» **What this task involves**:
Starting at the first line, copy the data below through to the end, exactly.

----- Provided records

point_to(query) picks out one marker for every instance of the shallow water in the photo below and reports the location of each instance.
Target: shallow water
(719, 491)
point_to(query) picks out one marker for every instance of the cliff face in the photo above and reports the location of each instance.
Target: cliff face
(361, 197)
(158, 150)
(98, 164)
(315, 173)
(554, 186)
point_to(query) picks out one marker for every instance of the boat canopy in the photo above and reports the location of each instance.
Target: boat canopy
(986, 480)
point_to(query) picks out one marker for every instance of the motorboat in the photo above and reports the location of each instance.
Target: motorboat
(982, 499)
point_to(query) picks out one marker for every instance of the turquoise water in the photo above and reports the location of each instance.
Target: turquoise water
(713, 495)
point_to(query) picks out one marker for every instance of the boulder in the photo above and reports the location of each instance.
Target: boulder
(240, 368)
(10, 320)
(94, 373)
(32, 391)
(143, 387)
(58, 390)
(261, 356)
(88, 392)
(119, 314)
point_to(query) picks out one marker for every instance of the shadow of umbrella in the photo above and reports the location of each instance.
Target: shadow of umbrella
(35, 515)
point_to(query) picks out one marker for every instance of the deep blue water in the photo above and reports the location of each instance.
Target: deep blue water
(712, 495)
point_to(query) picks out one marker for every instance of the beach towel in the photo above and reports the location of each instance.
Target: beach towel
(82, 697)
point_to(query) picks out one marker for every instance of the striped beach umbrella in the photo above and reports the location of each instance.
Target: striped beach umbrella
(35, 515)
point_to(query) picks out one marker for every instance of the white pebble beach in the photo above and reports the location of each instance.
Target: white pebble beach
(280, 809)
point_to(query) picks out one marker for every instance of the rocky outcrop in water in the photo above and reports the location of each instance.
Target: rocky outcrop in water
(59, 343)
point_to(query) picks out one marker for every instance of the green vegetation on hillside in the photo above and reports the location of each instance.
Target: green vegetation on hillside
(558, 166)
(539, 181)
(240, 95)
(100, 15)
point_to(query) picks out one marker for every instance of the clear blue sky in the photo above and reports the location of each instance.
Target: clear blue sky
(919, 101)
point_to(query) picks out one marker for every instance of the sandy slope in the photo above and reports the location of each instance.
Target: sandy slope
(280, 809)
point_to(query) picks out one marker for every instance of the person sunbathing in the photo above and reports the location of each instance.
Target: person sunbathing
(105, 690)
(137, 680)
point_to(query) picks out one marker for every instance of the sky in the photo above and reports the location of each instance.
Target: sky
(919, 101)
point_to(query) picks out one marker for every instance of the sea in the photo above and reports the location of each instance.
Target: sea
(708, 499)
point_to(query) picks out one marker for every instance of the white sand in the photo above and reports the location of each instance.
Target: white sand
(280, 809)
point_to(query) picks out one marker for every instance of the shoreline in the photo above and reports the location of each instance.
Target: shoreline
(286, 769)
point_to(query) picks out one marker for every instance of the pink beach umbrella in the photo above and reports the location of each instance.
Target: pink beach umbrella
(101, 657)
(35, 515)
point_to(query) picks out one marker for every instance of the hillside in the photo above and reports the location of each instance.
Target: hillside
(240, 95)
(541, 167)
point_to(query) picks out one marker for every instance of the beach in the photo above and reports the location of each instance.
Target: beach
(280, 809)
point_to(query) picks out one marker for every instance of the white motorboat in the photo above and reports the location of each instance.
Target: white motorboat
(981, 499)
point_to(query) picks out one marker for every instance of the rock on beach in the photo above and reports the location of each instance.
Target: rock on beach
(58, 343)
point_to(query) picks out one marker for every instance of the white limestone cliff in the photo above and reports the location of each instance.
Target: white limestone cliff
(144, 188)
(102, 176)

----------

» **Answer for the task**:
point_to(query) picks out one marker for every instance of the shallow water in the photo below and reports the location of each instance.
Target: shallow water
(719, 491)
point_to(query) picks out one marker for every instance of the cliff face in the photo above and reports the location of each instance.
Target: cliff face
(361, 197)
(158, 150)
(98, 164)
(315, 173)
(554, 186)
point_to(query) picks out one marker for every instance of the boat canopy in the photo above and reports the location of each instance.
Target: boat canopy
(986, 480)
point_to(query) picks out one marker for every instance of the motorboat in the photo above and reports the location of each instance.
Target: motorboat
(982, 499)
point_to(query) picks out one marker for every instance of the turquoise water in the photo above and reports the location of each instance.
Target: turquoise water
(713, 495)
point_to(query) picks out one marker for every instance of the boulder in the photo above and reports the location of each instance.
Target: boulder
(240, 368)
(10, 320)
(94, 373)
(32, 391)
(143, 387)
(58, 390)
(261, 356)
(88, 392)
(119, 314)
point_to(query) picks out one marker for every instance of the shadow of umbrella in the photo above and reports the location of each instance.
Target: shadow of umbrella
(35, 515)
point_to(query) picks out one marker for every instance of the deep blue water in the photo above and reports the location of each instance.
Target: deep blue water
(712, 495)
point_to(query) picks out one marker for every instance of the beach towel in the photo above and reports the location of each instance.
Target: beach towel
(82, 697)
point_to(query) picks out one marker for every instance of the striped beach umbrella in the photo above and reports the location of each instance.
Target: striped beach umbrella
(35, 515)
point_to(query) picks out one marker for every instance of the white pebble beach in the photo above and reports the location of each instance.
Target: white pebble beach
(280, 809)
point_to(query) picks out one marker for every instance of the rocky outcrop in water in the photo above and reports the location of each instance.
Target: rocky outcrop in water
(59, 343)
point_to(query) picks out one marker for every instance of the green vegetation on hillside in the photo above and reports the location of each instance.
Target: green vegetation on hillside
(558, 166)
(539, 181)
(240, 95)
(100, 15)
point_to(query) picks out one marker for every instance of the clear blue sky in the photo above and reports the location of each instance.
Target: clear blue sky
(919, 101)
point_to(query) picks out one marker for every instance of the sandy slope in the photo above and reports the location of each instance.
Target: sandy slope
(280, 809)
point_to(query) picks out one marker for every instance of the person sunbathing in the photo above and reports the location of each instance.
Target: person sunbathing
(105, 690)
(137, 680)
point_to(query) picks out one marker for every instance of the sky in the photo above and reports the location of each instance.
Target: sky
(919, 101)
point_to(query) picks out one marker for every instance of the sea in the photo above and reports the location of each instance.
Target: sea
(708, 499)
point_to(query) picks out one marker for every instance of the white sand in the photo above and reports the location of each instance.
Target: white sand
(280, 809)
point_to(query) picks out one marker for every instance of the shoreline in the photo above and reports the location of each instance.
Target: shoreline
(286, 769)
point_to(query) picks out one marker for every instance of the pink beach umbrella in the photo above and reports the location of each instance.
Target: pink beach umbrella
(101, 657)
(35, 515)
point_to(query) picks out one marker for every instance of the hillside in the photo above and reports the location of each instance.
Target: hillside
(240, 95)
(541, 167)
point_to(query) picks out one marker for every instance of the beach in the photo above and reports the location of each instance.
Target: beach
(280, 809)
point_to(query) picks out one marker for every instance of the white motorboat in the photo above and reports the location of each instance.
Target: white motorboat
(981, 499)
point_to(query) picks out one marker for every instance of the rock on beach in the photo above and reports the location of each instance.
Target: rock on beach
(58, 343)
point_to(query) picks out one marker for every instance of the white limestone cliff in the photo above and reports the location of each instance.
Target: white limestone cliff
(144, 188)
(102, 176)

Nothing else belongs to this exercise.